--- Start Information shown ---

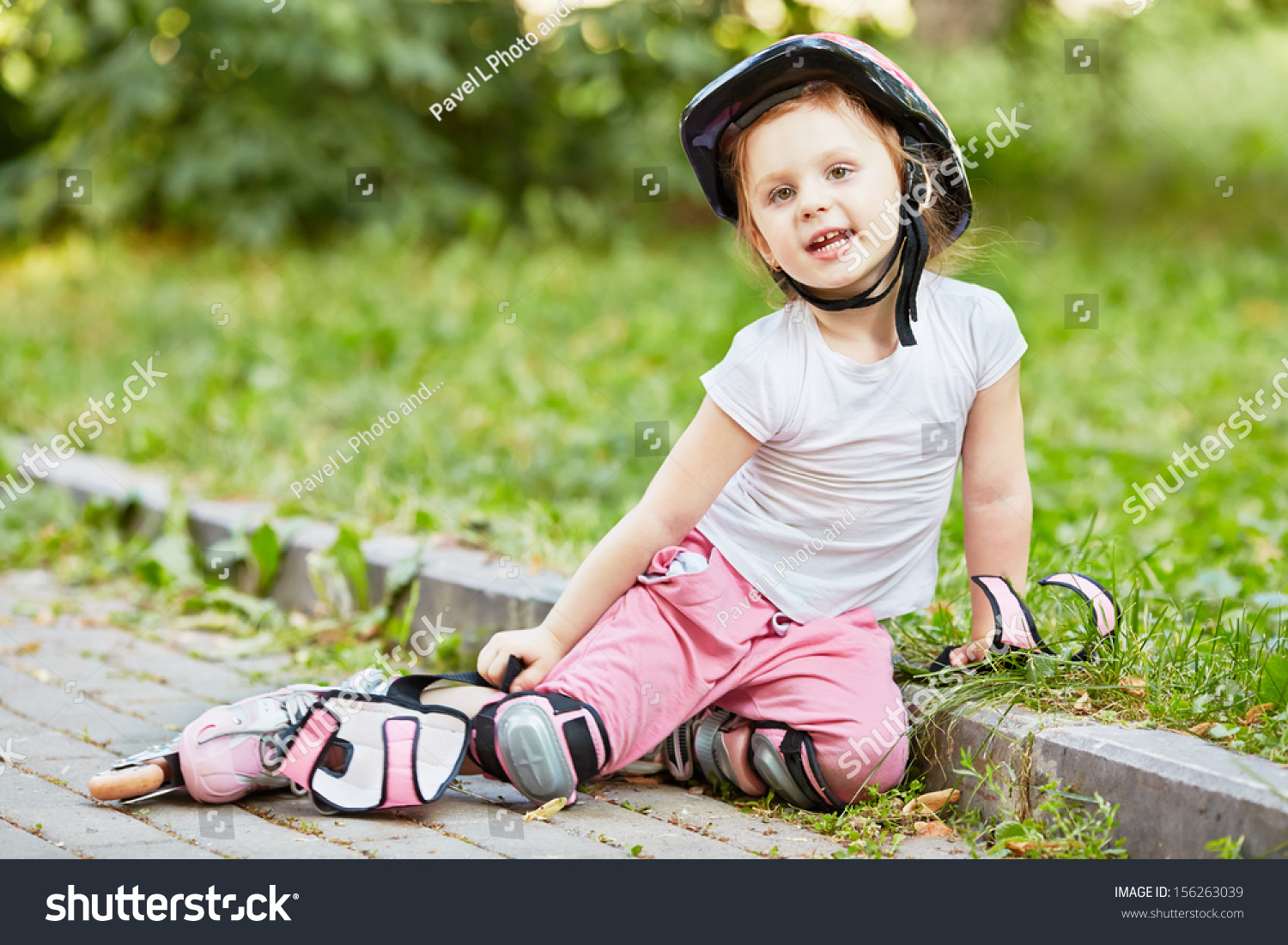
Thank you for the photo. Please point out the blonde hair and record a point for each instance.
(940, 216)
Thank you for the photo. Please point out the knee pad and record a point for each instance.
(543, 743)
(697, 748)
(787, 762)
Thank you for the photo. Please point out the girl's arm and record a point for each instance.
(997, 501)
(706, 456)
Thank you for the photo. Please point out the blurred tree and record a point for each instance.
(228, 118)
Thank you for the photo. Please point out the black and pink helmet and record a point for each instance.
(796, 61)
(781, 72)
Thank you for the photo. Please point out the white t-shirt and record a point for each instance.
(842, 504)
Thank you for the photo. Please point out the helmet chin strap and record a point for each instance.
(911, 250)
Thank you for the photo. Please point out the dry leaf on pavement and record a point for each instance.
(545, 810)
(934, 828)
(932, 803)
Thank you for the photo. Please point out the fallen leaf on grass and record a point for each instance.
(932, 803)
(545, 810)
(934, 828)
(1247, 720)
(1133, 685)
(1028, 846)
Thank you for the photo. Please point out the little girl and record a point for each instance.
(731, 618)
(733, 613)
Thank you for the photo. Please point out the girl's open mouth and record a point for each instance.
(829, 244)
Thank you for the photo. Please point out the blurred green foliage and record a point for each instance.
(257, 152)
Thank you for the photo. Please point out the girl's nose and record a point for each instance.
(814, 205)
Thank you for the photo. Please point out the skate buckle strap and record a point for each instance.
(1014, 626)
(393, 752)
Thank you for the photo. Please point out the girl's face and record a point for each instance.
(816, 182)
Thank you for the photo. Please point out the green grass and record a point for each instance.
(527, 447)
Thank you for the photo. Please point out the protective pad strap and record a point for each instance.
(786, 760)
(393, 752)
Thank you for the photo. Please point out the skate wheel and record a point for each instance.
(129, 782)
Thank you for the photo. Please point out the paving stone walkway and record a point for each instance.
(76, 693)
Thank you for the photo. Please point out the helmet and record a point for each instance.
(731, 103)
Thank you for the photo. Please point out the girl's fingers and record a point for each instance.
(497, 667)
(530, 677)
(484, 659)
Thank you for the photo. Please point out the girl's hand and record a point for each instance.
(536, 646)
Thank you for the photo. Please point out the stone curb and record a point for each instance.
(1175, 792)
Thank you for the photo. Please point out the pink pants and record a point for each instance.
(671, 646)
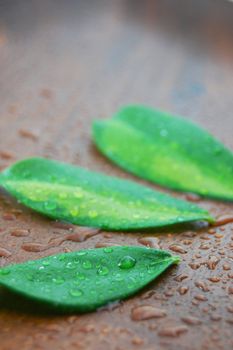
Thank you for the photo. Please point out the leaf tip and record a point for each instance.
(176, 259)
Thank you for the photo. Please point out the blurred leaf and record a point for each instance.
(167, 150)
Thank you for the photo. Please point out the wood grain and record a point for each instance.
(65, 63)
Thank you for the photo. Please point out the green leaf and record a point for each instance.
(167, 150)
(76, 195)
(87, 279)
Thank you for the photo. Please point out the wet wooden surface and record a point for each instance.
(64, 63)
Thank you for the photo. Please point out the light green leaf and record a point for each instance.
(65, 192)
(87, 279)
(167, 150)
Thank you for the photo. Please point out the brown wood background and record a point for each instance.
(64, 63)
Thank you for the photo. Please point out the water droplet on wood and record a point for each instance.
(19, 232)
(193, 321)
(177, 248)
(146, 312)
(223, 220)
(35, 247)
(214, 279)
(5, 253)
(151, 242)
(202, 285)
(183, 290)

--- End Information shown ---

_Required task_:
Retype, without any picture, exactly the lines from the one with "Thank you for the photo. Please point out the helmet and" through the end of the entries, inclusive.

_Task solution_:
Thank you for the photo. Please point out the helmet and record a point for each instance.
(731, 103)
Thank you for the photo. Please point out the girl's fingers and record a point for each instance.
(497, 667)
(530, 677)
(484, 659)
Thank you for the photo. Please point out the girl's hand and record a point for each instance.
(536, 646)
Thank you for the photo. Please point out the stone curb and record a point for each instance.
(1175, 792)
Thank you for the photo. Please point out the pink pants and record a point for each instance.
(671, 646)
Thank you for the photo. Please point out the leaf tip and record a point for each instance.
(176, 259)
Thank you for the photo. Please point out the blurred leaf and record a point for each instance.
(167, 150)
Thank you for the photo. Please point out the wood grain and record a point for each instance.
(65, 63)
Thank you for the photo. Please point out the green leaf and record a point for each instance.
(167, 150)
(76, 195)
(87, 279)
Thank you for the photo. Please point out the wet wooden surface and record a point for each instance.
(64, 63)
Thank you for the photo. Please point out the light green leaf and record a point for each instance.
(65, 192)
(87, 279)
(167, 150)
Thank you for the photo. Please point out the brown wood background and record a point for each instance.
(64, 63)
Thank you for the photo. Please point out the water droplet on wood and record a point for each instance.
(19, 232)
(193, 321)
(177, 248)
(146, 312)
(223, 220)
(35, 247)
(214, 279)
(5, 253)
(151, 242)
(202, 285)
(183, 290)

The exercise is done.